#### Required actions:
1. Retype everything in the passage on Twain in Nicaragua from "At the end of" down to "find in Nicaragua.".
2. In the passage on Twain in Nicaragua, what does Twain predict the steerage passengers will pay for their overeating with?

#### Provided text:
And here, in Nicaragua, the language is that of desire without touching. Apparently Twain feels some wistful misgivings at his own desires—not at the objectification of women, but at his own yearnings for these women who, however stunning from afar, might lead one to the heart of moral darkness, a world of contamination where dirt and filth (and cholera?) become transmitted through a perceived dark “ravishing” woman unless, in the words of Nick Carraway, one has “interior rules that act as brakes on desires”.
One need not go very far into Twain’s account of Nicaragua to find equally common associations. Twain, who later in the Quaker City Letters would describe the countries of Central America “as one-horse Central American Republics [. . .] with a hundred thousand inhabitants, grand officials enough for a hundred millions, an ‘army’ of five hundred ragamuffins and a ‘navy’ consisting of one solitary 60-ton schooner,” writes in reference to the food of Central Americans: These groups of dark maidens keep for sale a few cups of coffee, tea or chocolate, some bananas, oranges, pine-apples, hard boiled eggs, a dozen bottles of their vile native liquors, some or namental cups carved from gourds of the calabash tree, a monkey or two—and their prices were so moderate that, in spite of all orders and remonstrances to the contrary, the steerage passengers have been overloading their stomachs with all sorts of beverages and edibles, and will pay for it in Asiatic cholera before they are many days older, no doubt.
That the food comes from “dark maidens” reveals what Twain has already hinted at: The covert transference of disease by the dark sexualized women of America. That Twain would encounter cholera, which killed a good many passengers, does not take away from the fact that disease is present here in ways and places beyond the literal.
At the end of his account of his journey to Nicaragua, Twain runs through a long list of economic opportunities that can be had in Nicaragua, a consistent theme in his early travel writings. A tireless seeker, for most of his adult life, of money and business opportunities, Twain seems to relish the prospect of making Nicaragua into an economic satellite of American or British capitalism. He enumerates, for his readers back in San Francisco, company after company that is doing business in Nicaragua—generally the extraction of raw materials like gold, silver, opal—and informs them of what opportunities and possibilities the enterprising entrepreneur back home might find in Nicaragua.

[Items from a data source]

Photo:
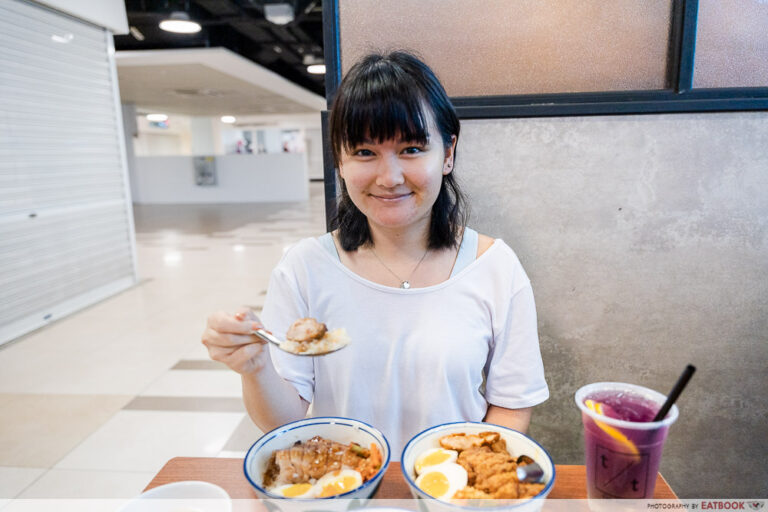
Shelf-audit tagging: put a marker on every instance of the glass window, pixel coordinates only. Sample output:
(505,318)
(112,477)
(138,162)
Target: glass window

#### Results for each task:
1.
At the end of his account of his journey to Nicaragua, Twain runs through a long list of economic opportunities that can be had in Nicaragua, a consistent theme in his early travel writings. A tireless seeker, for most of his adult life, of money and business opportunities, Twain seems to relish the prospect of making Nicaragua into an economic satellite of American or British capitalism. He enumerates, for his readers back in San Francisco, company after company that is doing business in Nicaragua—generally the extraction of raw materials like gold, silver, opal—and informs them of what opportunities and possibilities the enterprising entrepreneur back home might find in Nicaragua.

2. Asiatic cholera.